[Provided passage]
Jesse Seegers : Let’s begin by discussing the thesis of Form Follows Finance. The book covers the history of the invention and development of the skyscraper in Chicago and New York from the 1890’s up to World War II. You argue that the driving force for the development of the skyscraper was the extent to which it will return a profit. You then examine the details of how New York and Chicago developed differently due to a number of factors. Each city’s unique qualities had greater effect on the overall form and progression of the skyscraper than any willful gesture by the architect.
Form follows profitability, and light
Carol Willis : As I framed the book, I looked at the history of the skyscraper and found there was a natural break around the Post-War Era. There is clearly a difference between the earlier era and the Post-War skyscraper revival of the 1950’s. While often explained simply as a stylistic change, this visual distinction stems from other very important reasons. If you define the development of the skyscraper as an expression of economic, cultural, and stylistic forces, then each of the two eras I present take a radically different approach to the typology of the skyscraper. I start my discussion on the beginnings of the skyscraper, though dated by some as the 1870’s, in the 1890’s when buildings start to get truly tall. In New York, they achieve 20 stories, surpassing pre-1880’s heights of 9 to 14 stories. During the period of 1900-1920’s, building tall is highly desirable and there is interest in becoming the world’s tallest building. You see the expression of the commercial, capitalist impulse in the skyline. But those buildings are shaped, or constrained, you could say, by very different forces than post-World War II.

[Information supplied]
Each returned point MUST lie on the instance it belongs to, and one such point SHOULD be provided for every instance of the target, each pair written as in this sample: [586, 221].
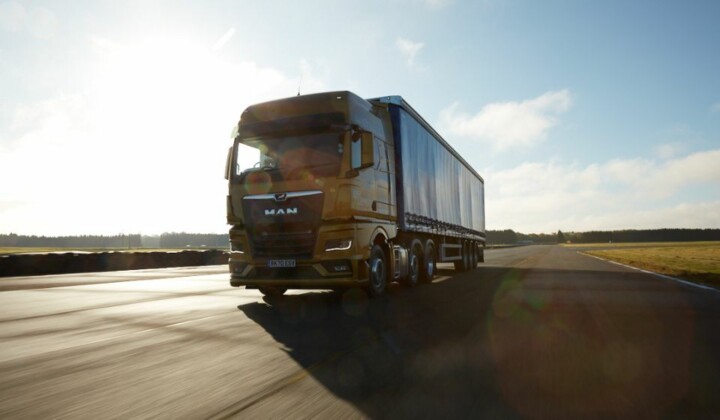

[Exercise] Copy the skyscraper interview word for word from "Jesse Seegers : Let’s" to "by the architect.".

[Answer to the exercise]
Jesse Seegers : Let’s begin by discussing the thesis of Form Follows Finance. The book covers the history of the invention and development of the skyscraper in Chicago and New York from the 1890’s up to World War II. You argue that the driving force for the development of the skyscraper was the extent to which it will return a profit. You then examine the details of how New York and Chicago developed differently due to a number of factors. Each city’s unique qualities had greater effect on the overall form and progression of the skyscraper than any willful gesture by the architect.